-- GOAL --
Rewrite the data below, from the start up to and including the line with "0 35 600 82", swapping every "endpoint" for "service" and leaving everything else unchanged. Omit the pictures from your answer.

Stored data entries:
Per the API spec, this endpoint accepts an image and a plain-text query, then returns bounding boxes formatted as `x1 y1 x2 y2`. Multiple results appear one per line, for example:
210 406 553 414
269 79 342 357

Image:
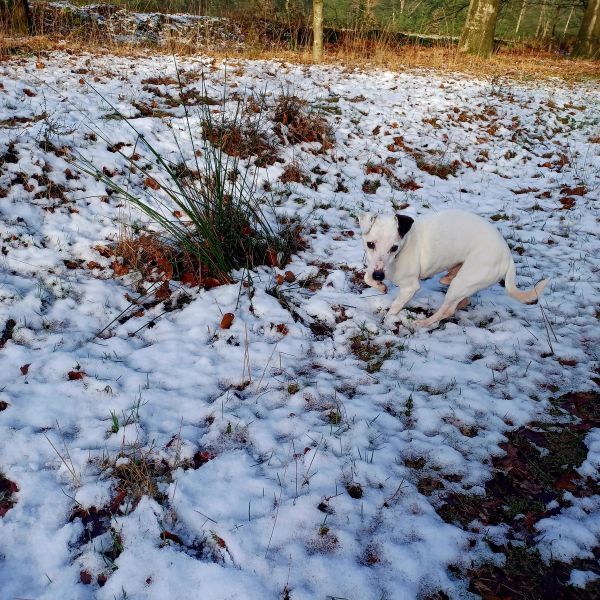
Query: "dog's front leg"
388 279 421 315
365 271 387 294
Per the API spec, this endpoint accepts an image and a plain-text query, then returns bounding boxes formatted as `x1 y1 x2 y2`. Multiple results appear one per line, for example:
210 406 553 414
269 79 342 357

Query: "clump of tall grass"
74 75 302 283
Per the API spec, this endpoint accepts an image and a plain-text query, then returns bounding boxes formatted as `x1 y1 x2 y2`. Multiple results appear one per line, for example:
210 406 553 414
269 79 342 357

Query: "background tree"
313 0 323 62
573 0 600 58
458 0 500 58
0 0 33 35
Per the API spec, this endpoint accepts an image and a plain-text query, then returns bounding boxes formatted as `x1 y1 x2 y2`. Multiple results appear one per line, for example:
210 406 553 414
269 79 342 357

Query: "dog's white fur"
359 210 548 326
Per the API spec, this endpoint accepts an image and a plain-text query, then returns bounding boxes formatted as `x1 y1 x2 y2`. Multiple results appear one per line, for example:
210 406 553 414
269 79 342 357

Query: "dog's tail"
504 258 549 304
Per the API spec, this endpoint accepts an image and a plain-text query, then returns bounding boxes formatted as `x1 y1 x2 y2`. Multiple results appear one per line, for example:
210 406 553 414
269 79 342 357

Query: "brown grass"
0 35 600 82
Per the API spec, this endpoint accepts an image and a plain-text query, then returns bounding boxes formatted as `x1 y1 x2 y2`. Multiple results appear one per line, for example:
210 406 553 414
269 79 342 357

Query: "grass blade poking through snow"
74 69 300 283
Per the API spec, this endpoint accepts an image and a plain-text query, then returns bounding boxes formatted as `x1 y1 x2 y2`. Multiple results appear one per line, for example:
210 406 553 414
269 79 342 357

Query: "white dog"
359 210 548 326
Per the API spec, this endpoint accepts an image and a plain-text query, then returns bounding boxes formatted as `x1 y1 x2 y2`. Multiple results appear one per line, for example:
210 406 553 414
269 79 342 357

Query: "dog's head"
358 213 414 281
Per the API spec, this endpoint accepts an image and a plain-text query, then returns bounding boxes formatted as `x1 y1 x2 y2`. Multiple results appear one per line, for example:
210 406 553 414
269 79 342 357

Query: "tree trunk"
563 6 575 38
0 0 33 35
313 0 323 62
515 0 527 35
535 4 546 40
458 0 502 58
572 0 600 59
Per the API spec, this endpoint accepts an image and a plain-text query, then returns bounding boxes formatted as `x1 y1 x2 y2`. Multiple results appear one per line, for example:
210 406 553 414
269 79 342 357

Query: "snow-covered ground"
0 53 600 600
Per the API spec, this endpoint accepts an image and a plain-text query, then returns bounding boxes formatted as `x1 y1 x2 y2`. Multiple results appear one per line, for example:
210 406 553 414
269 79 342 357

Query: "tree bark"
515 0 527 35
458 0 502 58
0 0 33 35
572 0 600 59
313 0 323 62
563 6 575 38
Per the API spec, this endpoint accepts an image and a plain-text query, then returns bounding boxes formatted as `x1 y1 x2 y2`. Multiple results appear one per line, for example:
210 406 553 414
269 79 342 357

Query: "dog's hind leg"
416 265 497 327
440 263 462 285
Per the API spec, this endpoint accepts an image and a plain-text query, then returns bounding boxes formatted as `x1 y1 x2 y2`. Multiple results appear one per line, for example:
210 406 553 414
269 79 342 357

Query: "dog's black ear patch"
396 215 415 237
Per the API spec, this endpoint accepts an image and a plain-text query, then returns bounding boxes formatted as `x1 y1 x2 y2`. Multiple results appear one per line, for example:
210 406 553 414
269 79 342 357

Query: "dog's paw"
383 313 415 333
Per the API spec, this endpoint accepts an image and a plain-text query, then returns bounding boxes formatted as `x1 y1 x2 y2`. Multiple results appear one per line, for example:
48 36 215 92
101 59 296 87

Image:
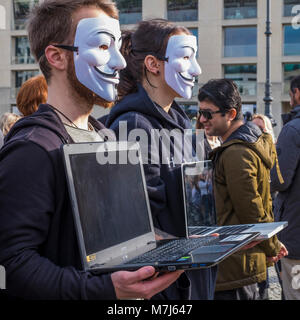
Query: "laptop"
62 142 259 273
181 160 288 240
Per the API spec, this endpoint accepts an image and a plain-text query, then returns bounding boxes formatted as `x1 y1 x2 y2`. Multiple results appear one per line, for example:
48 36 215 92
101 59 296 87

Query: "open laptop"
63 142 259 273
181 160 288 240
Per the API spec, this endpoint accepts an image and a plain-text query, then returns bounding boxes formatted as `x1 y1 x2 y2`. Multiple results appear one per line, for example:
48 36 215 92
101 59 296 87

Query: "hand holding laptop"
111 267 184 299
267 243 289 263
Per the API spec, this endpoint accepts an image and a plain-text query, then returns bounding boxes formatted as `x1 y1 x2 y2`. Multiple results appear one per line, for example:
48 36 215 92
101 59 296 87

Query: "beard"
67 53 114 112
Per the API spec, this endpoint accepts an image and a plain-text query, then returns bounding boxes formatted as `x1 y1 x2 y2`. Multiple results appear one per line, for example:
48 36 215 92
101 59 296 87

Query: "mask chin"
166 72 194 99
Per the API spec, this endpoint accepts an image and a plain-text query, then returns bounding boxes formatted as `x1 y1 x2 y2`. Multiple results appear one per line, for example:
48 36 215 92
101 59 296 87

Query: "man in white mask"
0 0 182 300
165 35 201 99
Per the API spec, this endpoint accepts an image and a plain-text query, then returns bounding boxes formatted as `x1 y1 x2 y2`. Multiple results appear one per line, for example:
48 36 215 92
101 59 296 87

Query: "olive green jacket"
210 124 280 291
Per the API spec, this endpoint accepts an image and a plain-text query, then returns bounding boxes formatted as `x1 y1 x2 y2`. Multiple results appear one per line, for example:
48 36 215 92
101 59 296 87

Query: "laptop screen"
70 150 151 255
182 161 216 227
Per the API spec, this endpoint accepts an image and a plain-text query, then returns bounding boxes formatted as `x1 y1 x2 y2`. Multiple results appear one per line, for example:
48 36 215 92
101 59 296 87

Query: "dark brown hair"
118 19 190 100
17 75 48 116
27 0 118 82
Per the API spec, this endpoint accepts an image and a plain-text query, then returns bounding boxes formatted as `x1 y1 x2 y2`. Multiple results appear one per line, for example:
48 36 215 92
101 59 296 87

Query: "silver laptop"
181 160 288 240
63 142 259 273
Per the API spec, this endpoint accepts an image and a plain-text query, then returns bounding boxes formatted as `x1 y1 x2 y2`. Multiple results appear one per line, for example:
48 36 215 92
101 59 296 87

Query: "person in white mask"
0 0 182 300
106 19 216 299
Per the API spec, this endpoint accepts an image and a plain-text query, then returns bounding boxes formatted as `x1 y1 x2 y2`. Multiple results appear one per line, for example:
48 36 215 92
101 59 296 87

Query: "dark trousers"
215 283 259 300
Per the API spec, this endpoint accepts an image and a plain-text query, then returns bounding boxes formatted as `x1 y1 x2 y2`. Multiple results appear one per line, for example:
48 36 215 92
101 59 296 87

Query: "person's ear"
228 108 237 121
144 55 160 75
45 45 68 71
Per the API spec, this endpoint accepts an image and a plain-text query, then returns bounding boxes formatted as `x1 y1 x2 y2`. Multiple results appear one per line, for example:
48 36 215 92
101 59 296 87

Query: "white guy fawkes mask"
74 14 126 102
165 35 201 99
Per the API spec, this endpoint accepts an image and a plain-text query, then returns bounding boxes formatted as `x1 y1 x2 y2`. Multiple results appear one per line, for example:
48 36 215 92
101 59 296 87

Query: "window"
224 0 257 19
224 27 257 57
167 0 198 21
13 0 39 30
283 0 300 17
12 37 35 64
115 0 142 24
224 64 256 96
283 63 300 94
283 26 300 56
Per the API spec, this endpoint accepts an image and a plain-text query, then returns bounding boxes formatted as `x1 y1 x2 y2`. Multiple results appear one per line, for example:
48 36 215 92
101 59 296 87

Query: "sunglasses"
198 110 224 120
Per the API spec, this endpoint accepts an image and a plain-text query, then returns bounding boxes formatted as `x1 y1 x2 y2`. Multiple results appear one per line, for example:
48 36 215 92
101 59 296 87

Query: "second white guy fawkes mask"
74 14 126 102
165 35 201 99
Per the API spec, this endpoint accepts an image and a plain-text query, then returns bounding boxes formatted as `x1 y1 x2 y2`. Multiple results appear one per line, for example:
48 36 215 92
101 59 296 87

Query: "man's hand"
240 240 263 250
111 266 184 299
267 243 289 262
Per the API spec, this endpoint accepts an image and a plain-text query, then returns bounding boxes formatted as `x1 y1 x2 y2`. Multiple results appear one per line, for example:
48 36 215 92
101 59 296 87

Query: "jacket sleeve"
271 125 300 192
222 147 280 257
0 142 116 300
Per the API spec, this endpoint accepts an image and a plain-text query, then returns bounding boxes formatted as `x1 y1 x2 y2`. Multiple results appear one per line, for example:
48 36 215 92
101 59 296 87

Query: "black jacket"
106 85 216 299
0 105 116 299
271 105 300 260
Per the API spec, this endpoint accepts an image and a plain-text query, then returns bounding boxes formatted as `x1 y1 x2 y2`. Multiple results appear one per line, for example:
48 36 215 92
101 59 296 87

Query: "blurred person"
271 76 300 300
198 79 287 300
16 75 48 116
251 113 280 300
0 112 22 136
0 0 182 300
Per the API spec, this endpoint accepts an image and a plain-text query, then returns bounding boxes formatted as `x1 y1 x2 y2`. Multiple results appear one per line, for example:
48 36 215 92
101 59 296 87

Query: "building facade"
0 0 300 134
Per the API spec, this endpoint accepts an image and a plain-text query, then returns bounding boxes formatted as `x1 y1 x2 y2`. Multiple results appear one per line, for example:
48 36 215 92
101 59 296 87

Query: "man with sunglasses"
198 79 287 300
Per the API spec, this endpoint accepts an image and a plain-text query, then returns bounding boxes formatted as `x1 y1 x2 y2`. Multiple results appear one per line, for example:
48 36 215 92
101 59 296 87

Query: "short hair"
198 79 243 120
118 19 191 100
252 113 276 143
290 76 300 93
27 0 118 82
0 112 21 136
17 75 48 116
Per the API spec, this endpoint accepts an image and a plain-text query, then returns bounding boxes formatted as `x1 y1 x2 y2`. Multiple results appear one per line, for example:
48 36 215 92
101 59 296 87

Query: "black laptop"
63 142 259 273
181 160 288 240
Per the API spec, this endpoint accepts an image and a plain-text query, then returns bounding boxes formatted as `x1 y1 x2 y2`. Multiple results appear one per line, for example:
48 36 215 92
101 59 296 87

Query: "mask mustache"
178 72 195 82
94 67 118 78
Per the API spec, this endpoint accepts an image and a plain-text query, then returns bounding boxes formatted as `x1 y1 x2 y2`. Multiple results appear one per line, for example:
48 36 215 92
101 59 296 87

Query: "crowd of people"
0 0 300 300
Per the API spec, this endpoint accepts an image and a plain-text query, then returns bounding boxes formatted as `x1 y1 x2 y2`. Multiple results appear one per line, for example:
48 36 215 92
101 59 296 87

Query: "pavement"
268 267 282 300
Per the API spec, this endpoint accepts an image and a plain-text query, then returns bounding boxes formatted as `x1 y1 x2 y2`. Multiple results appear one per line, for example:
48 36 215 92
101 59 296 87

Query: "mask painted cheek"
171 58 190 72
81 48 110 66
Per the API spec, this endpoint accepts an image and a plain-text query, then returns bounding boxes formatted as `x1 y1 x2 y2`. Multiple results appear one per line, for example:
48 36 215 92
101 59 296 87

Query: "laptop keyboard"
126 236 219 264
189 224 253 235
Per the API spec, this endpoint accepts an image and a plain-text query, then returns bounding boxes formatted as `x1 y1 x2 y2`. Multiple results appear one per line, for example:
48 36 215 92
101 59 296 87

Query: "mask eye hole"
99 44 108 50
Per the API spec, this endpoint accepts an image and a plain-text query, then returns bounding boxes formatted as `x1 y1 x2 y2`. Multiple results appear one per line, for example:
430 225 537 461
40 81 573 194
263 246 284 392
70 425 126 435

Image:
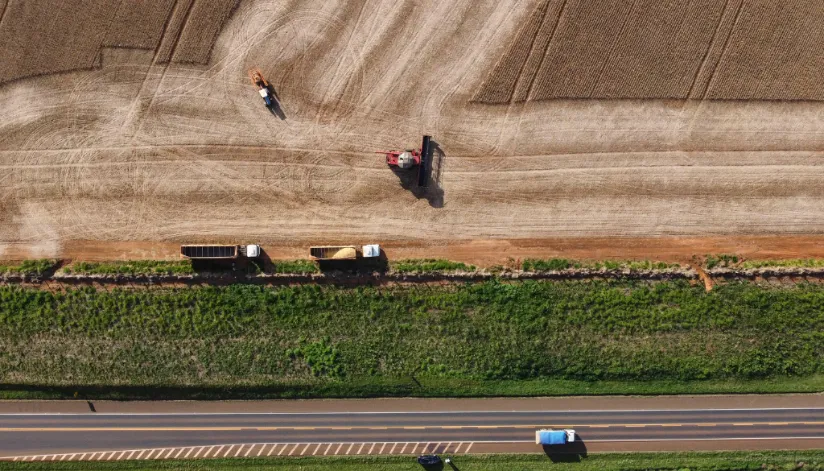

-- THE SOLUTION --
Per the API spec, this service accepts an image and a plain-text query, then returns bounding boxes formatted as `x1 y1 x2 y2`. Multiple results appear one per line, for example:
210 406 553 414
269 79 342 357

Image:
Query: "dog's front leg"
388 279 421 315
365 271 387 294
Per the API spec, this service accepts an image and a plain-text query, then returns bounding boxes formatted as `x1 y1 x2 y2`. Multiple results appear one per line, for example:
210 406 553 414
269 79 342 357

Query: "clump of tall grass"
74 75 302 283
Per the API spec, this service accepts an image and a plain-text query, then returns bounding boxes formatted as `x1 y1 x2 y2`. Multiple results appear one per line, for example:
210 406 553 414
269 79 342 357

Query: "background tree"
313 0 323 62
573 0 600 58
458 0 500 58
0 0 33 35
Per the API spec, this service accepts an image and a plain-text query, then returns bounding boxes formatted as `x1 y1 x2 y2`. Multiple results appear one per line, for example:
210 406 553 414
269 79 342 357

Query: "dog's white fur"
359 210 548 326
Per the API spec, this service accepts an image and a plain-text query, then returns bounding boxes formatted as `x1 y1 x2 y2`. Multiple results appear one per line, for example:
210 406 553 414
269 79 342 357

Query: "dog's tail"
504 258 549 304
Per the API spec, this service accepts an image and a plain-text query, then returns bounding boxes formatted as `x1 y1 x2 y2`. Multiple results appear one per line, for example:
210 406 553 414
269 79 342 357

Query: "brown grass"
0 35 600 82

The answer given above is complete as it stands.